## TASK TO CARRY OUT
Copy out the stretch of the listing below, word for word, from the line containing "Target: chrome headlight" through the line containing "(1202, 261)", including both of those lines.

>>>>

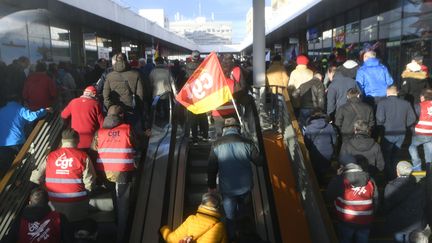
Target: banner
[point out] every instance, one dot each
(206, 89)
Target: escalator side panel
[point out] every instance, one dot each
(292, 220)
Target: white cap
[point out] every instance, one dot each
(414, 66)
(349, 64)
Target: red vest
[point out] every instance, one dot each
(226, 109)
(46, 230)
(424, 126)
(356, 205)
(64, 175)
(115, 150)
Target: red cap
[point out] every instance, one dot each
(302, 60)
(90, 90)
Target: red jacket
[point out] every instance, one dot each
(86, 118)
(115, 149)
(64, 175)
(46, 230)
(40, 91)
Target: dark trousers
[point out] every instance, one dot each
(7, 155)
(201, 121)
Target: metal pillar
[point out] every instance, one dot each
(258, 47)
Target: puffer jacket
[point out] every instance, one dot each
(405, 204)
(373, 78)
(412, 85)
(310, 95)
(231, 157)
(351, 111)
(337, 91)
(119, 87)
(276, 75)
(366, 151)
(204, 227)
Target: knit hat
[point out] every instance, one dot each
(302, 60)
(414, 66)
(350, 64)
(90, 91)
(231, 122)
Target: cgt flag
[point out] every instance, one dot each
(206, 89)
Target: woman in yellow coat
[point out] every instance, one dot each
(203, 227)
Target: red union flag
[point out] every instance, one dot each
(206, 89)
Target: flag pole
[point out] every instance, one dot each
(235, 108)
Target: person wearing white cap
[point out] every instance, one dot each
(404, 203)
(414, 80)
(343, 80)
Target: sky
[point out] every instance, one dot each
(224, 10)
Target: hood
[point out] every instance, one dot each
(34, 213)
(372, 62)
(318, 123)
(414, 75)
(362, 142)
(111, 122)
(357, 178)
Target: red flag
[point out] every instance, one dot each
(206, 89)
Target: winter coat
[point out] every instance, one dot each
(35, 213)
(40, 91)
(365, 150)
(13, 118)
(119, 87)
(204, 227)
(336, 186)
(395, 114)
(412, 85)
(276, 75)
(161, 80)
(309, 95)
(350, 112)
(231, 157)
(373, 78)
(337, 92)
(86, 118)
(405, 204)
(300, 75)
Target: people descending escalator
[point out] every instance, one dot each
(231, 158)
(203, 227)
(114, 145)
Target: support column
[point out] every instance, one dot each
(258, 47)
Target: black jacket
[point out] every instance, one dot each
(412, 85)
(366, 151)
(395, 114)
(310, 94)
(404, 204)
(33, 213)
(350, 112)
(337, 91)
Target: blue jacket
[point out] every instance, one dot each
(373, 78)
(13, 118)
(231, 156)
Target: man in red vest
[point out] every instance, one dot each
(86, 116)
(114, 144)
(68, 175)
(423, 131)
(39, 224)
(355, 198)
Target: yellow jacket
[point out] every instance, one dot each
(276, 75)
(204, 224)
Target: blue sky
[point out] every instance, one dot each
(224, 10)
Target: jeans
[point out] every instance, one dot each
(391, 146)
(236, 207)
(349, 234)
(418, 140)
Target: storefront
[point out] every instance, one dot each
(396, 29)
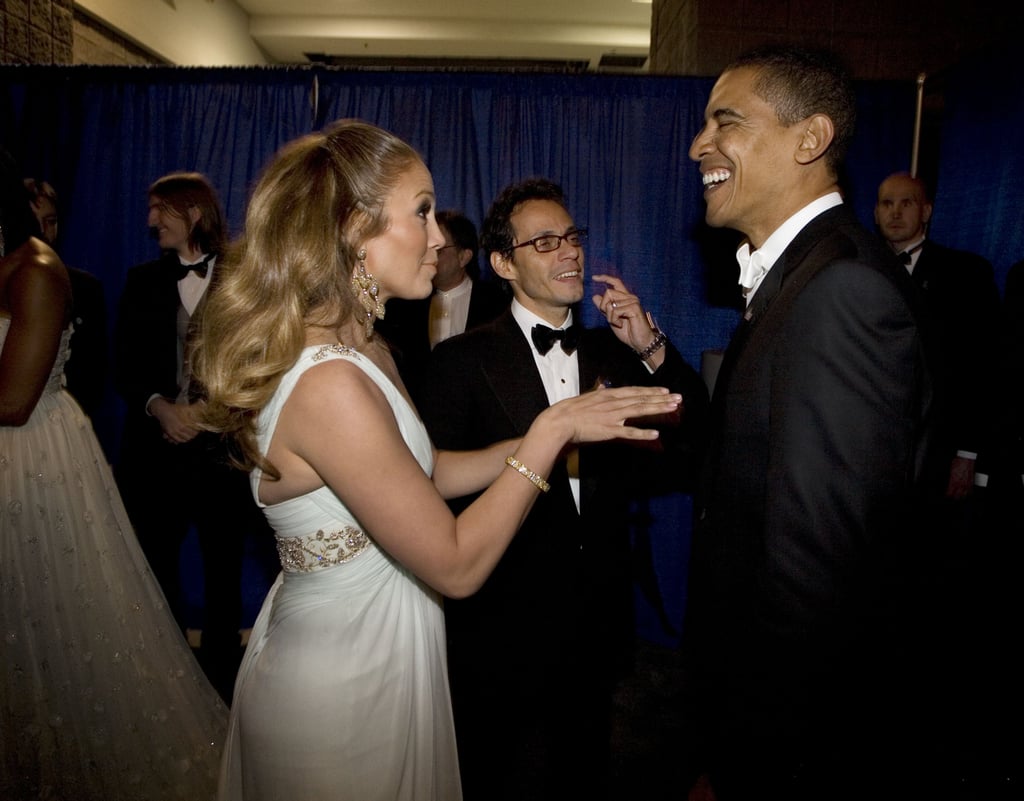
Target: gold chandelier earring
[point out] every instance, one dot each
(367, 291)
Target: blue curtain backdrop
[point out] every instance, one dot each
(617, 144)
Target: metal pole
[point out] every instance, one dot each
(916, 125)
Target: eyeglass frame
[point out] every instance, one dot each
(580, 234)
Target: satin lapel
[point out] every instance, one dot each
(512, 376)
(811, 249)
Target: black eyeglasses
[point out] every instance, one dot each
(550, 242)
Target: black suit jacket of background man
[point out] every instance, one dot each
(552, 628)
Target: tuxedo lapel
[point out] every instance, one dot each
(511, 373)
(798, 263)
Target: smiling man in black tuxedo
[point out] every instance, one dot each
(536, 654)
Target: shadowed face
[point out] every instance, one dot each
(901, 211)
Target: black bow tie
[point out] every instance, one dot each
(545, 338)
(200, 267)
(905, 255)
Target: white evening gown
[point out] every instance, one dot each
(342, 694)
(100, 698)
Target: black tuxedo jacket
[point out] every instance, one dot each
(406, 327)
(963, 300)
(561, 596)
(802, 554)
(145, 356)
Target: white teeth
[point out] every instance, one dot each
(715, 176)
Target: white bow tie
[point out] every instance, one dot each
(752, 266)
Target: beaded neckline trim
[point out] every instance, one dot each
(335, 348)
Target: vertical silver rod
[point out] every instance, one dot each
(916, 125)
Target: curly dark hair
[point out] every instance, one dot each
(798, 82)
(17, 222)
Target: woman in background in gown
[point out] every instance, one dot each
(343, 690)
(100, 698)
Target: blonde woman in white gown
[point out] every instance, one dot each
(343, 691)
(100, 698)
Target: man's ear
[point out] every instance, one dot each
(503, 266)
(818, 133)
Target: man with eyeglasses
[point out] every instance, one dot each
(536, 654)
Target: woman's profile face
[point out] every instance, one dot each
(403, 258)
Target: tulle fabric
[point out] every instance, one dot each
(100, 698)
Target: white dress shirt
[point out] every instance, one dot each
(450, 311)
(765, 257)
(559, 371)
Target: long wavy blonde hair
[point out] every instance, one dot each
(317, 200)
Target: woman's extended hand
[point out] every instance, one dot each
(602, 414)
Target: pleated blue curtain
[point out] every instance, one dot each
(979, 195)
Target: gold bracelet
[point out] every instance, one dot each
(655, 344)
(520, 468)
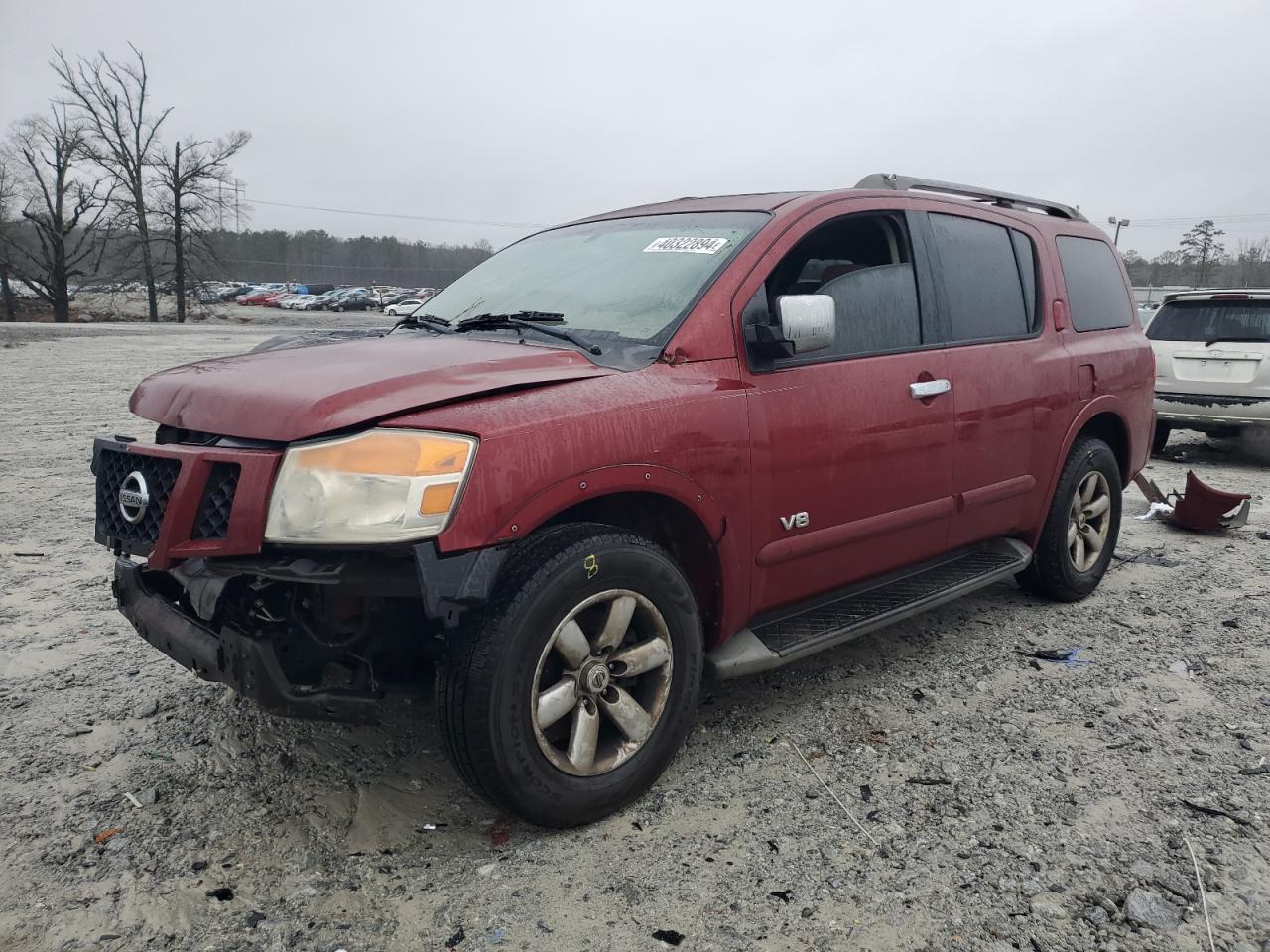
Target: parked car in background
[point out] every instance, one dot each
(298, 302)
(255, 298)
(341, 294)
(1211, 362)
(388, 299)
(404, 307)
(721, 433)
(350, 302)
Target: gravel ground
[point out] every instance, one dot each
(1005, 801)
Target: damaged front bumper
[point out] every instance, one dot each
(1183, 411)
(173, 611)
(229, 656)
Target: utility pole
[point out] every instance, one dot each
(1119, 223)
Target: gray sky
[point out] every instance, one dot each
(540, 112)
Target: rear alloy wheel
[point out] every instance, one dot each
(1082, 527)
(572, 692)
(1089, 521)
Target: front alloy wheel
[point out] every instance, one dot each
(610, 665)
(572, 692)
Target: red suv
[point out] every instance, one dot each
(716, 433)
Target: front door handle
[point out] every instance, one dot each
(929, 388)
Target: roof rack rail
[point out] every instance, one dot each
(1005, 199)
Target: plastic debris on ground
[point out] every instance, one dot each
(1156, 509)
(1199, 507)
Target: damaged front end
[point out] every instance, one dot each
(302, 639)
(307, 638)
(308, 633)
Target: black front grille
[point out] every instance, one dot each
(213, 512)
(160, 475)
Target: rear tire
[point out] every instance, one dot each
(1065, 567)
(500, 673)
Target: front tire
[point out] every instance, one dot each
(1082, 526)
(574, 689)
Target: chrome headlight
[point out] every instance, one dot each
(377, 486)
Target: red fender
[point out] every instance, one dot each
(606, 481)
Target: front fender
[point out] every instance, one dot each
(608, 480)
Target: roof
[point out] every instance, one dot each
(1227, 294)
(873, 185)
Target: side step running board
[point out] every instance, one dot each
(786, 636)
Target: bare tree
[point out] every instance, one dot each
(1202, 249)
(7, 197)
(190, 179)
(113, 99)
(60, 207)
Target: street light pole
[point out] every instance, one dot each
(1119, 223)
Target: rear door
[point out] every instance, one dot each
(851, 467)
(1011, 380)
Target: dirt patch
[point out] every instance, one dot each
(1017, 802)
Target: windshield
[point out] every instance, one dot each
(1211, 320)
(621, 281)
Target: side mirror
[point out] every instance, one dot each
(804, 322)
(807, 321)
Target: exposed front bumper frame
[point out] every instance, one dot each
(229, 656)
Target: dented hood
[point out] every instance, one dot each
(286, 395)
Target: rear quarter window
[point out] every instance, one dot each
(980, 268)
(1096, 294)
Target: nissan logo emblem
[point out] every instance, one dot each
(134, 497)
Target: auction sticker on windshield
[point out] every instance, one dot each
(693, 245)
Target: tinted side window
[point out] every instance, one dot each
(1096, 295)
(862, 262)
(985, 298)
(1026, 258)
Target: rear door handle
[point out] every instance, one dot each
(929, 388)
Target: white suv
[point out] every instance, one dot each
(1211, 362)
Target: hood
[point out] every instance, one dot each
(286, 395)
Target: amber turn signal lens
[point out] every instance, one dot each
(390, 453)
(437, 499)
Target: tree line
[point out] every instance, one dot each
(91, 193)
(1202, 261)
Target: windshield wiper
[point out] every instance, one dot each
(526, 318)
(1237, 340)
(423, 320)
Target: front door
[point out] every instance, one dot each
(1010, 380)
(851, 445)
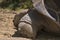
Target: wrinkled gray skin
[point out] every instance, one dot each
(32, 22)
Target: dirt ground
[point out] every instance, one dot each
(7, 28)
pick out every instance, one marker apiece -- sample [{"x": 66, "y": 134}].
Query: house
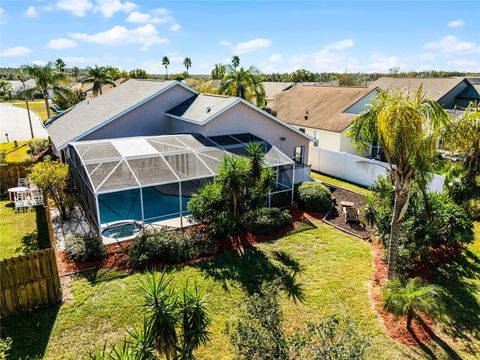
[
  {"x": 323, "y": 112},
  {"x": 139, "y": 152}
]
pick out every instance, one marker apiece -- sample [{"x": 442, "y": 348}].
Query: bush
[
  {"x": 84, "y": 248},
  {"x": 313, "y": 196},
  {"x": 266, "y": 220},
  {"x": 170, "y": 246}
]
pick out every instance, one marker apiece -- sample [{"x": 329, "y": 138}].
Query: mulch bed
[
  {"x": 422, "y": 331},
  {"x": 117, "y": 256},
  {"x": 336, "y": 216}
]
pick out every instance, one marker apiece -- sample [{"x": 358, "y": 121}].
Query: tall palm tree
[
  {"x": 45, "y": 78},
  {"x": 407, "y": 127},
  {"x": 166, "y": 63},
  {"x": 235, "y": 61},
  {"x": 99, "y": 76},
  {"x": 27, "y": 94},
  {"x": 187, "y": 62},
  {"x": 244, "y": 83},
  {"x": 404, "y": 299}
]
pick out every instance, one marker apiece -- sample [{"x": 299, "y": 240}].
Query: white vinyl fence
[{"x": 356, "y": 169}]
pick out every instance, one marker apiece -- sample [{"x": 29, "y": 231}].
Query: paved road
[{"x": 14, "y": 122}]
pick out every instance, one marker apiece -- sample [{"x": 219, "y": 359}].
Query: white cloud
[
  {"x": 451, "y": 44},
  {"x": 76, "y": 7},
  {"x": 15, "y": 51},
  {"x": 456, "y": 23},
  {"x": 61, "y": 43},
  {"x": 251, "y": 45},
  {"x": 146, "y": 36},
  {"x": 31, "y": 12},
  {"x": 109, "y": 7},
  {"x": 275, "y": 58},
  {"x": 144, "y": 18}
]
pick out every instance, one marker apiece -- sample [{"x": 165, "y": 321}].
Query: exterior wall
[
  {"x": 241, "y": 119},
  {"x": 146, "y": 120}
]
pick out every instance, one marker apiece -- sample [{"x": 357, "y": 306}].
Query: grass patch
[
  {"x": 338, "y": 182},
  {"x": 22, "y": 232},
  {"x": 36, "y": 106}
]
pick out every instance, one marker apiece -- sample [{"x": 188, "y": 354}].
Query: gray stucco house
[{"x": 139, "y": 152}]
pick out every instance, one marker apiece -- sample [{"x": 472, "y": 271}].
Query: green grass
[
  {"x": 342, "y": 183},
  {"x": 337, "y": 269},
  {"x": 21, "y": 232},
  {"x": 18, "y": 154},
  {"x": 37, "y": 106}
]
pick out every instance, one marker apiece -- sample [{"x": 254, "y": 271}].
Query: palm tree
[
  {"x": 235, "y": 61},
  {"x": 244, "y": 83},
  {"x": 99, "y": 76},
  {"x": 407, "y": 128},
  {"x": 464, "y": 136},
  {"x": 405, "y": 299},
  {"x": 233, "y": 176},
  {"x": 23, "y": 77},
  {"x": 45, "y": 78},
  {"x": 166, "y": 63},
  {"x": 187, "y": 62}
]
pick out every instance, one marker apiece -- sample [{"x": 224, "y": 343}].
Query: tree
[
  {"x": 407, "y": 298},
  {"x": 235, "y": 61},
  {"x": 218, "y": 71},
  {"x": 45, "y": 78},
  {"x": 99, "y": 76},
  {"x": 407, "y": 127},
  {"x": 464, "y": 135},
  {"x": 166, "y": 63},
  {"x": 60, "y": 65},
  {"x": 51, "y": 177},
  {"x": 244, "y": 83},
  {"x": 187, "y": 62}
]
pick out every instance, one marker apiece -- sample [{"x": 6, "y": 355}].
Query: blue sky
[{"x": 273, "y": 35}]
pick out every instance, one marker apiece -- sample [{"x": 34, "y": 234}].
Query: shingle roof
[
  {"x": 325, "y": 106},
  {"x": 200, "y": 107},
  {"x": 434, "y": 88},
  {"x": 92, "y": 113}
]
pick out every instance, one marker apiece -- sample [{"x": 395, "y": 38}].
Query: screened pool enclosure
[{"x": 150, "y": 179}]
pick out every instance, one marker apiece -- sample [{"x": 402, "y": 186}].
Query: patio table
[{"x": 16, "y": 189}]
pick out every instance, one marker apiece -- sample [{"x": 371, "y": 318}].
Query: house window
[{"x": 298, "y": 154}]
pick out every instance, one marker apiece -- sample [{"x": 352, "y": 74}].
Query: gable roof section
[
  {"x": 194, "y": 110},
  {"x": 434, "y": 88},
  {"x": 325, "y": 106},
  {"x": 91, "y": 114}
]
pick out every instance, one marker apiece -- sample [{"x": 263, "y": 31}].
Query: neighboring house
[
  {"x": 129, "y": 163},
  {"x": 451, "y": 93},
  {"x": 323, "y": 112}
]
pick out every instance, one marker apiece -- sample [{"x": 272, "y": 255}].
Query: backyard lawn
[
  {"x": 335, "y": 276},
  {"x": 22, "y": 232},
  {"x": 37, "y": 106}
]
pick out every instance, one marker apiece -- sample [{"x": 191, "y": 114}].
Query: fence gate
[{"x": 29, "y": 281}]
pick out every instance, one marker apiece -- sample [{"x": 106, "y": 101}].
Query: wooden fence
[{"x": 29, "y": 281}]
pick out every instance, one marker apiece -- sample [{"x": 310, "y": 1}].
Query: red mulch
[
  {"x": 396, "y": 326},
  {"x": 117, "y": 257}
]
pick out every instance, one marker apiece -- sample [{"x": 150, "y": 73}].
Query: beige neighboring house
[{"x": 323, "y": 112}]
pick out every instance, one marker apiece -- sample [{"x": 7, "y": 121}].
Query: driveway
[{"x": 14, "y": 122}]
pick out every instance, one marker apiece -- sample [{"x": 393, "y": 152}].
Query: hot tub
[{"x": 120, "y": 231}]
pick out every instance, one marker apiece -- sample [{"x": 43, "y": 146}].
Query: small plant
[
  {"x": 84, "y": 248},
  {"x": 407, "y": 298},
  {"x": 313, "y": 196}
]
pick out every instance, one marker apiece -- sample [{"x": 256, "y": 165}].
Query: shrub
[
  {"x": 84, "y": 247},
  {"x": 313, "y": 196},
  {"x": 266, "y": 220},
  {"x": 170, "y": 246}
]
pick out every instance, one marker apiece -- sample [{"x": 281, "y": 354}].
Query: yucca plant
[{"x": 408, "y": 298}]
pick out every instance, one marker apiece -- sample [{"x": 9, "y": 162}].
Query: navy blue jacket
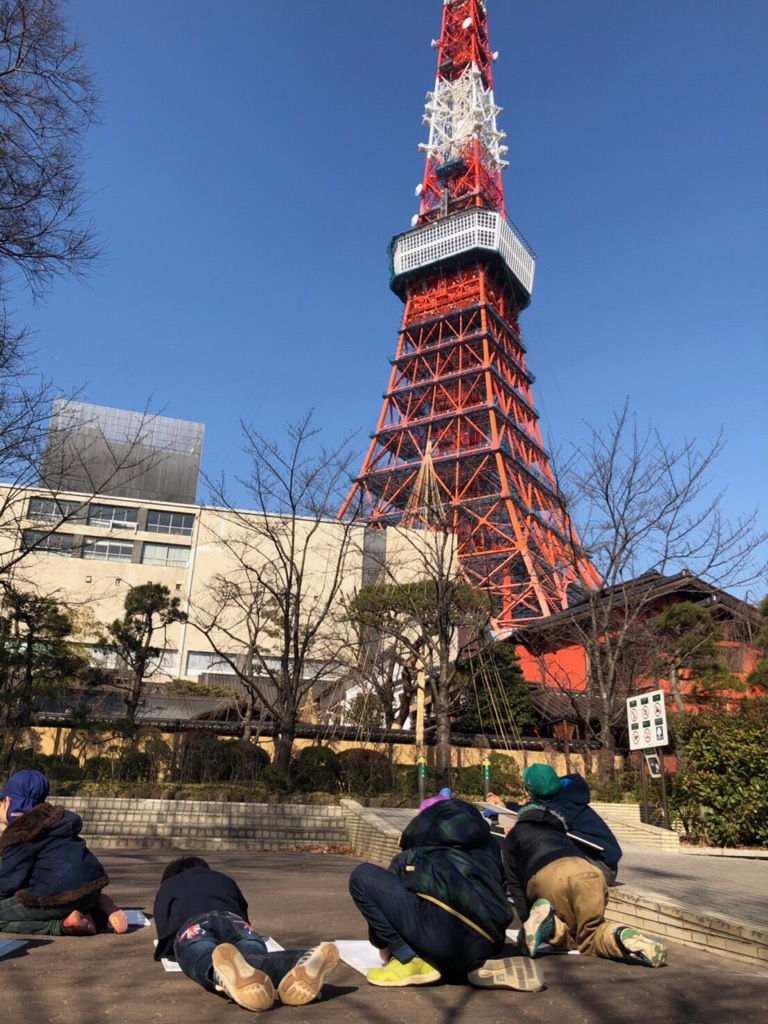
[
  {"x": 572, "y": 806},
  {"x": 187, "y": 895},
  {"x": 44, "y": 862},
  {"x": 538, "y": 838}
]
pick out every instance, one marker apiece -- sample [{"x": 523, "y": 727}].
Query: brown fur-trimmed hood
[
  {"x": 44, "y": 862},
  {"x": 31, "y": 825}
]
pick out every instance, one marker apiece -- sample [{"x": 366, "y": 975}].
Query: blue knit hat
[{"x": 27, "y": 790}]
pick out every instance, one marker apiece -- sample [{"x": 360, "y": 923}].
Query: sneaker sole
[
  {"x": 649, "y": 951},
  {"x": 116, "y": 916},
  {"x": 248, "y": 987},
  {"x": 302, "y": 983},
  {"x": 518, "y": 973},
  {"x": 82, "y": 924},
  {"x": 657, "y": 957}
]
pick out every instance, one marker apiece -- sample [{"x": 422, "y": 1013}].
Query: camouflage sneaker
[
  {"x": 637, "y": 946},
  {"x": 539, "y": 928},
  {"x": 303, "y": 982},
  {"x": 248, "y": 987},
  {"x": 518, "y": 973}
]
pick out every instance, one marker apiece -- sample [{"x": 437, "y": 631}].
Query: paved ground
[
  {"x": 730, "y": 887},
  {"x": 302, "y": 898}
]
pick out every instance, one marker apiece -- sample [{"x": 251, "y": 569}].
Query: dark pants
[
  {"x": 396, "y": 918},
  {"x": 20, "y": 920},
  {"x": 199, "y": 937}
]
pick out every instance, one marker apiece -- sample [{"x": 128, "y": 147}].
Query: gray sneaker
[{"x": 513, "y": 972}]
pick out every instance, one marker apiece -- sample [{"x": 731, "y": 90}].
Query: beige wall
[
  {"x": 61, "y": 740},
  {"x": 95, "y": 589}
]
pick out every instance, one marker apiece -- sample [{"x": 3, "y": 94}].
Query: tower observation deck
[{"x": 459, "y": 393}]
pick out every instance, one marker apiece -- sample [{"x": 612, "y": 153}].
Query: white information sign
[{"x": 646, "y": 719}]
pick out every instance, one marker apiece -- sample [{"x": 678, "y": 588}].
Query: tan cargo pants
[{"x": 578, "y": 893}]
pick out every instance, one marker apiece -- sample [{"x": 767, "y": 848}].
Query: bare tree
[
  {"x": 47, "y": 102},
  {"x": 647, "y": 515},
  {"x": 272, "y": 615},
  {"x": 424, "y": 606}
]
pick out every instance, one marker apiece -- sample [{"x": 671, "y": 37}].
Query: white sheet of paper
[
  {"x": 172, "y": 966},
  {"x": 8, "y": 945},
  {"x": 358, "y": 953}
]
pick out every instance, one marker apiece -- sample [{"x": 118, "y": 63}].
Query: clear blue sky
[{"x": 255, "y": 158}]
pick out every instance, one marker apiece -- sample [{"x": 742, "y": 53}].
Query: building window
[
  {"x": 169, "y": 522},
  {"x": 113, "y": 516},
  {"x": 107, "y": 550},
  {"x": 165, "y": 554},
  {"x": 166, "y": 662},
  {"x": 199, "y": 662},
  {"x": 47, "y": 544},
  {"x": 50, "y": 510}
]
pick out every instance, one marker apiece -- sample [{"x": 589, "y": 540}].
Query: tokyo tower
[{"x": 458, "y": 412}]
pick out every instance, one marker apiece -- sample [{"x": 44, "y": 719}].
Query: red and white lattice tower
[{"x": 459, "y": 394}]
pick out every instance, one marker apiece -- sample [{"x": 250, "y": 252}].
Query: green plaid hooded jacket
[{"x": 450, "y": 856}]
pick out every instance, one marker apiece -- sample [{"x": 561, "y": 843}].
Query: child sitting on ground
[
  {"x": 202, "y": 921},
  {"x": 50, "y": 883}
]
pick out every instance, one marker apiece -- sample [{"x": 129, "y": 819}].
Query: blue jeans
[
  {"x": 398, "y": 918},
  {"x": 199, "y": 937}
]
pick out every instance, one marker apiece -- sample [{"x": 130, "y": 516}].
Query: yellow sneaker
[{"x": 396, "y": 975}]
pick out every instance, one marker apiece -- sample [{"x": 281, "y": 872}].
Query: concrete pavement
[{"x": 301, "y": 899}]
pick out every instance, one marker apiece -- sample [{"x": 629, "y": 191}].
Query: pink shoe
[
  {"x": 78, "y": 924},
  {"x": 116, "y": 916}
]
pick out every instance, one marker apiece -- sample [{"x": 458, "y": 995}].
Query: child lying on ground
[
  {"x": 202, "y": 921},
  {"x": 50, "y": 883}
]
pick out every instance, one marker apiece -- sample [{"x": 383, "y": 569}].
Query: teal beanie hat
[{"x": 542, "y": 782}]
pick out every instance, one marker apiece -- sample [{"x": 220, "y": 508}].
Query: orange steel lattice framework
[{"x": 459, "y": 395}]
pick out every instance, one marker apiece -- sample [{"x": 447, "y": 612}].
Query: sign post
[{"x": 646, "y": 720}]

<<<<

## EXERCISE RESPONSE
Target: chrome headlight
[point out] every instance, one dot each
(377, 486)
Target: red fender
[point out] every instance, one dot each
(606, 481)
Target: front fender
[point out] every instance, one dot each
(608, 480)
Target: roof
[point out] every instance, one dot each
(1227, 294)
(873, 185)
Target: side step running board
[point out] every instance, one dot each
(786, 636)
Target: bare tree
[point out] every instance, one dot each
(1202, 249)
(7, 197)
(190, 179)
(113, 99)
(60, 207)
Target: street light pole
[point out] every instance, one dot each
(1119, 223)
Target: rear door
[point out] every instance, one dot each
(851, 467)
(1011, 380)
Target: dirt patch
[point out] every instance, one dot each
(1017, 802)
Target: windshield
[point out] every instance, one dot each
(1211, 320)
(621, 281)
Target: side mirror
[point out] every instance, one dot each
(804, 322)
(807, 321)
Target: exposed front bumper frame
[point out] every instance, one dot each
(229, 656)
Target: dented hood
[point out] every instance, one dot each
(286, 395)
Target: rear quarter window
[point out] every instance, one dot each
(980, 268)
(1096, 294)
Target: nissan logo emblem
[point out] every instance, one dot each
(134, 497)
Target: auction sticker on windshield
[point out] every instance, one dot each
(693, 245)
Target: tinted side window
[point out] every instance, one dot each
(1096, 295)
(862, 262)
(985, 298)
(1026, 258)
Target: rear door handle
[point out] every instance, one dot each
(929, 388)
Target: white suv
[point out] every instance, one dot each
(1211, 362)
Target: hood
[point out] every instance, one dot each
(286, 395)
Target: amber turn signal lens
[point out] every instance, one dot each
(390, 453)
(437, 499)
Target: tree line
[point out] every instance, one dot each
(91, 193)
(1202, 261)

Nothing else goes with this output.